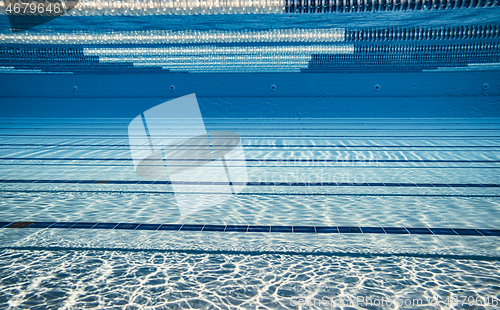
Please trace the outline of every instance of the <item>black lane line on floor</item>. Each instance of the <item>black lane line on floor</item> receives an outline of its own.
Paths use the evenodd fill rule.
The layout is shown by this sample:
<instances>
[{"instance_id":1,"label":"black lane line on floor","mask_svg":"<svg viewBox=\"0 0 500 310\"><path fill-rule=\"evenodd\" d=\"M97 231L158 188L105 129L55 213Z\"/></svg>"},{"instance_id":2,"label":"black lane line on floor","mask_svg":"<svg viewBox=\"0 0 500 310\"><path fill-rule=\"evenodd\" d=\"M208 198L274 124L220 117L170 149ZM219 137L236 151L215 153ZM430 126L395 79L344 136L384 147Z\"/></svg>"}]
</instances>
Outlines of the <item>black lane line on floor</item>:
<instances>
[{"instance_id":1,"label":"black lane line on floor","mask_svg":"<svg viewBox=\"0 0 500 310\"><path fill-rule=\"evenodd\" d=\"M87 194L148 194L148 195L221 195L220 192L171 192L171 191L105 191L105 190L16 190L0 189L0 193L87 193ZM458 198L500 198L500 195L475 195L475 194L366 194L366 193L238 193L238 196L349 196L349 197L458 197Z\"/></svg>"},{"instance_id":2,"label":"black lane line on floor","mask_svg":"<svg viewBox=\"0 0 500 310\"><path fill-rule=\"evenodd\" d=\"M500 236L499 229L425 228L425 227L356 227L356 226L282 226L282 225L204 225L204 224L141 224L98 222L0 222L0 228L61 228L114 230L216 231L306 234L389 234L441 236Z\"/></svg>"},{"instance_id":3,"label":"black lane line on floor","mask_svg":"<svg viewBox=\"0 0 500 310\"><path fill-rule=\"evenodd\" d=\"M360 130L361 131L361 130ZM39 134L39 135L23 135L23 134L4 134L2 135L3 137L50 137L50 138L60 138L60 137L80 137L80 138L88 138L88 139L126 139L128 136L125 135L44 135L44 134ZM172 138L175 136L172 135L164 135L163 137L165 138ZM245 139L294 139L294 138L301 138L301 139L344 139L344 138L349 138L349 139L376 139L376 140L387 140L387 139L417 139L417 140L422 140L422 139L436 139L436 140L448 140L448 139L453 139L453 140L473 140L473 139L485 139L485 140L491 140L491 139L498 139L500 136L496 135L486 135L486 136L480 136L480 135L467 135L467 136L456 136L456 135L442 135L442 136L431 136L431 135L425 135L425 136L406 136L406 135L245 135L245 134L240 134L240 137L245 138ZM15 145L20 145L20 144L15 144Z\"/></svg>"},{"instance_id":4,"label":"black lane line on floor","mask_svg":"<svg viewBox=\"0 0 500 310\"><path fill-rule=\"evenodd\" d=\"M38 119L33 119L33 120L38 120ZM213 121L211 121L213 120ZM278 121L280 120L280 121ZM301 121L297 121L297 122L294 122L294 121L291 121L290 119L287 119L287 118L282 118L282 119L272 119L271 121L269 122L242 122L242 121L238 121L237 119L235 119L234 121L233 120L230 120L228 118L208 118L208 119L205 119L205 125L219 125L221 124L221 122L223 124L232 124L232 125L331 125L332 124L332 121L337 121L339 120L338 118L330 118L330 121L321 121L321 120L318 120L318 119L311 119L309 122L307 120L301 120ZM339 125L343 125L343 124L346 124L346 125L364 125L364 126L367 126L367 125L380 125L381 123L380 122L370 122L370 121L362 121L362 122L356 122L354 121L355 119L343 119L344 122L337 122L337 124ZM348 122L347 122L347 121ZM385 120L385 119L382 119L382 120ZM108 121L108 120L106 120ZM0 124L2 125L61 125L61 124L65 124L65 125L84 125L84 124L88 124L88 125L100 125L99 122L68 122L66 119L63 119L62 121L58 122L58 121L55 121L55 122L17 122L17 119L11 119L11 118L6 118L5 120L1 121ZM109 124L108 126L114 126L114 125L128 125L129 122L107 122L107 124ZM168 124L168 122L164 122L164 124ZM180 123L180 124L191 124L189 122L185 122L185 123ZM453 121L453 122L387 122L385 124L389 124L389 125L468 125L470 126L471 124L472 125L500 125L500 123L496 123L496 122L488 122L488 123L470 123L470 122L460 122L460 120L457 120L457 121ZM88 128L88 127L84 127L84 128ZM105 128L109 128L109 127L105 127ZM122 128L121 126L120 127L116 127L116 128Z\"/></svg>"},{"instance_id":5,"label":"black lane line on floor","mask_svg":"<svg viewBox=\"0 0 500 310\"><path fill-rule=\"evenodd\" d=\"M37 135L4 135L4 136L37 136ZM84 135L85 136L85 135ZM89 136L89 135L87 135ZM101 136L101 135L90 135L90 136ZM185 138L185 136L179 136L179 135L162 135L165 138ZM219 137L232 137L232 136L226 136L226 135L218 135ZM344 138L349 138L349 139L365 139L365 138L370 138L370 139L376 139L376 140L387 140L387 139L435 139L435 140L447 140L447 139L454 139L454 140L471 140L471 139L485 139L485 140L497 140L500 138L498 135L449 135L449 136L436 136L436 135L321 135L321 134L315 134L315 135L253 135L253 134L240 134L241 138L245 139L292 139L292 138L324 138L324 139L344 139ZM34 143L6 143L6 144L0 144L0 146L8 146L8 145L39 145L39 144L34 144ZM54 146L64 146L65 144L51 144ZM70 146L78 146L81 144L69 144ZM96 144L96 146L99 146L102 144ZM113 145L113 144L112 144Z\"/></svg>"},{"instance_id":6,"label":"black lane line on floor","mask_svg":"<svg viewBox=\"0 0 500 310\"><path fill-rule=\"evenodd\" d=\"M46 160L46 161L127 161L130 158L57 158L57 157L0 157L0 160ZM155 162L156 159L145 159L145 161ZM162 162L164 160L161 160ZM165 161L191 162L196 159L169 159ZM276 162L276 163L500 163L500 160L434 160L434 159L227 159L230 162Z\"/></svg>"},{"instance_id":7,"label":"black lane line on floor","mask_svg":"<svg viewBox=\"0 0 500 310\"><path fill-rule=\"evenodd\" d=\"M19 147L23 145L19 144L12 144L12 145L6 145L2 144L0 146L11 146L11 147ZM30 146L30 145L26 145ZM129 144L101 144L101 145L94 145L94 144L80 144L80 145L64 145L64 144L35 144L33 146L36 147L115 147L115 148L124 148L128 149L130 148ZM144 149L147 149L144 145L138 145L136 147L144 147ZM222 144L216 144L214 146L217 146L218 148L221 149L232 149L231 147L227 147ZM182 147L178 148L181 150L197 150L199 147L203 147L203 145L198 145L198 144L191 144L191 145L183 145ZM331 144L331 145L317 145L317 144L245 144L243 145L245 149L248 148L265 148L265 149L277 149L277 148L342 148L342 149L349 149L349 148L424 148L424 149L498 149L500 148L500 145L345 145L345 144Z\"/></svg>"},{"instance_id":8,"label":"black lane line on floor","mask_svg":"<svg viewBox=\"0 0 500 310\"><path fill-rule=\"evenodd\" d=\"M458 129L457 129L458 130ZM246 130L246 131L254 131L254 130ZM280 130L281 132L286 132L286 131L289 131L289 130ZM310 131L308 129L304 129L304 130L290 130L290 131ZM332 130L328 130L328 129L325 129L325 130L321 130L321 131L332 131ZM337 131L342 131L342 130L339 130L337 129ZM358 132L364 132L365 130L363 129L359 129L359 130L352 130L352 131L358 131ZM383 133L384 131L389 131L389 130L381 130L380 132ZM394 130L393 130L394 131ZM421 131L421 130L419 130ZM427 131L442 131L442 130L427 130ZM463 131L463 130L462 130ZM498 129L466 129L466 131L469 131L469 132L477 132L477 131L480 131L480 132L484 132L484 131L491 131L491 132L494 132L494 131L498 131ZM241 131L240 131L241 132ZM447 133L452 133L453 130L450 130L450 131L443 131L444 134L447 134ZM115 138L119 138L119 139L127 139L129 138L129 135L122 135L122 134L113 134L113 133L109 133L109 134L95 134L95 135L90 135L90 134L2 134L3 137L56 137L56 138L61 138L61 137L78 137L78 138L106 138L106 139L115 139ZM259 137L260 135L245 135L245 134L241 134L240 136L242 137ZM490 137L490 136L494 136L494 135L487 135L485 137ZM165 135L164 137L170 137L170 135ZM305 137L305 138L310 138L310 137L320 137L320 138L323 138L323 137L326 137L326 138L329 138L329 137L332 137L332 138L342 138L342 137L345 137L345 138L349 138L349 137L375 137L375 138L390 138L390 137L395 137L395 138L399 138L399 137L405 137L405 136L386 136L386 135L360 135L360 136L357 136L357 135L350 135L350 136L346 136L346 135L339 135L339 136L330 136L330 135L318 135L318 134L311 134L311 135L284 135L284 134L279 134L279 135L274 135L274 136L269 136L269 135L262 135L262 137L264 138L302 138L302 137ZM422 137L422 138L427 138L427 137L434 137L434 136L430 136L430 135L424 135L424 136L408 136L408 137ZM478 136L478 135L468 135L468 136L455 136L455 135L444 135L444 136L440 136L440 137L450 137L450 138L453 138L453 137L467 137L467 138L474 138L474 137L483 137L483 136Z\"/></svg>"},{"instance_id":9,"label":"black lane line on floor","mask_svg":"<svg viewBox=\"0 0 500 310\"><path fill-rule=\"evenodd\" d=\"M499 188L500 184L486 183L337 183L337 182L171 182L171 181L123 181L123 180L0 180L0 184L127 184L127 185L237 185L237 186L352 186L352 187L473 187L473 188Z\"/></svg>"},{"instance_id":10,"label":"black lane line on floor","mask_svg":"<svg viewBox=\"0 0 500 310\"><path fill-rule=\"evenodd\" d=\"M124 147L124 148L129 148L131 145L130 144L36 144L36 143L30 143L30 144L17 144L17 143L10 143L10 144L0 144L0 147L5 147L5 146L10 146L10 147L19 147L19 146L30 146L30 147ZM133 147L144 147L144 145L132 145ZM203 147L204 145L199 145L199 144L186 144L183 145L181 149L183 150L189 150L189 147ZM224 147L225 145L223 144L215 144L214 146L217 147ZM147 147L147 146L146 146ZM325 148L325 147L331 147L331 148L500 148L500 145L346 145L346 144L324 144L324 145L318 145L318 144L244 144L243 147L249 148L249 147L259 147L259 148L288 148L288 147L295 147L295 148L301 148L301 147L307 147L307 148Z\"/></svg>"},{"instance_id":11,"label":"black lane line on floor","mask_svg":"<svg viewBox=\"0 0 500 310\"><path fill-rule=\"evenodd\" d=\"M168 124L164 124L165 127L168 126ZM257 126L257 125L260 125L260 126ZM306 125L306 126L309 126L309 128L305 128L305 127L299 127L298 124L290 124L290 123L282 123L280 125L282 125L282 127L277 127L277 126L270 126L270 127L267 127L265 125L268 125L268 124L249 124L248 126L245 126L243 125L244 127L236 127L236 126L223 126L223 129L224 130L232 130L232 131L249 131L249 130L252 130L252 131L269 131L269 130L274 130L274 131L335 131L335 130L338 130L338 131L394 131L394 130L397 130L397 131L415 131L415 130L418 130L418 131L498 131L499 129L498 128L480 128L480 126L482 126L483 124L479 125L479 126L468 126L468 127L453 127L453 126L447 126L446 124L444 124L443 126L446 126L446 127L435 127L435 128L408 128L407 126L403 126L404 128L394 128L394 127L391 127L391 128L375 128L376 126L371 126L371 127L367 127L367 128L346 128L346 127L342 127L342 126L325 126L325 127L320 127L320 128L317 128L319 126L314 126L314 127L311 127L311 125L315 125L315 124L303 124L303 125ZM498 124L484 124L484 125L498 125ZM292 128L290 128L290 126L294 126ZM220 127L220 126L217 126L217 127ZM475 127L475 128L471 128L471 127ZM479 128L478 128L479 127ZM167 127L166 127L167 128ZM189 129L190 127L189 126L185 126L185 127L178 127L178 129ZM250 129L249 129L250 128ZM19 127L1 127L0 130L22 130L22 131L28 131L28 130L32 130L32 131L36 131L36 130L44 130L44 131L58 131L58 130L93 130L93 131L118 131L117 128L110 128L110 127L71 127L71 126L68 126L68 127L29 127L29 128L19 128ZM125 135L123 135L125 136Z\"/></svg>"}]
</instances>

# # # # #

◆ **Problem**
Report each line of the records that holds the word "item".

◆ **Result for this exercise**
Please trace the outline of every instance of the <item>black lane line on floor</item>. Each instance of the <item>black lane line on floor</item> receives an outline of its own.
Outlines of the <item>black lane line on floor</item>:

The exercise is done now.